[Stored records]
· · ·

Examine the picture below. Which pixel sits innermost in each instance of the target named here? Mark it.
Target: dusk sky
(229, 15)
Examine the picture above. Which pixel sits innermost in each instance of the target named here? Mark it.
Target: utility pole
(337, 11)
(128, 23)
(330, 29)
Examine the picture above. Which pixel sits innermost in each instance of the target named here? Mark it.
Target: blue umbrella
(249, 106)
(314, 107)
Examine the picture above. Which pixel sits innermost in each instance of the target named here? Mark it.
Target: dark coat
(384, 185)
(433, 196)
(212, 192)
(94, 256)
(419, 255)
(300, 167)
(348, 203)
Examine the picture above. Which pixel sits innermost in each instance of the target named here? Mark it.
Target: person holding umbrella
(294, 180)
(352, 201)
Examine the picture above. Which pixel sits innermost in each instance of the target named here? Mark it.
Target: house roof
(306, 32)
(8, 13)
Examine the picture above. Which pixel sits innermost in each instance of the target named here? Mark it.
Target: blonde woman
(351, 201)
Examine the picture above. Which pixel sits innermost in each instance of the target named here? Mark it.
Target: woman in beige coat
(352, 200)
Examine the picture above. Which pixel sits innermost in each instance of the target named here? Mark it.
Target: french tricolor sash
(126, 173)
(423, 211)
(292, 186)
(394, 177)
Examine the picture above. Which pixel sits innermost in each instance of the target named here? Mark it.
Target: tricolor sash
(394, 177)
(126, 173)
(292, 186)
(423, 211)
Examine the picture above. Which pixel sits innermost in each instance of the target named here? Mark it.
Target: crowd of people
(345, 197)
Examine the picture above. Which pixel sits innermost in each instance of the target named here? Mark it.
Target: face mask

· · ·

EXERCISE DIRECTIONS
Could you quote the material above in full, exactly as it stands?

TASK RESPONSE
Examine the picture below. Which pixel sits innermost in each instance of the target named here? Mark it.
Target: dusk sky
(229, 15)
Examine the picture above. Which pixel sits innermost in each instance of the target named here? Mark it.
Target: utility pole
(337, 11)
(128, 23)
(330, 29)
Examine the picture above. Which pixel sits innermost in each instance of the target named here? Mark it.
Target: blue umbrella
(249, 106)
(314, 107)
Examine the picture above. Which pixel sits innermost in each instance of the target named here? Mark it.
Target: dark coat
(384, 185)
(433, 196)
(212, 192)
(94, 256)
(419, 255)
(300, 167)
(348, 203)
Examine the picture above. Which pixel sits innermost in each instance of the target named here? Mark it.
Target: person holding umbrella
(294, 180)
(352, 201)
Examine the picture above. Which pixel sits innermost in each instance of the target named here? Mark it.
Target: house roof
(306, 32)
(8, 13)
Examine the picture above. Which pixel sits innermost in each instance of the target named here? Mark it.
Target: blonde woman
(351, 201)
Examine the picture above. Which pixel sits innermost in each instance of the target named here? Mark it.
Target: woman in beige coat
(352, 200)
Examine the picture above. Which pixel sits innermost in each instance of the target named here? Mark it.
Target: french tricolor sash
(126, 173)
(423, 211)
(292, 186)
(394, 177)
Examine the picture above. Which pixel sits innermost in each instance of the target named here? Mark it.
Target: tricolor sash
(394, 177)
(126, 173)
(292, 186)
(423, 211)
Examine the picture above. Which pixel sits innermost in each instance of the target named here? Mark it.
Target: crowd of people
(345, 197)
Examine the picture above. Which pixel sits innermost in each instance of the target named here? Mark it.
Target: face mask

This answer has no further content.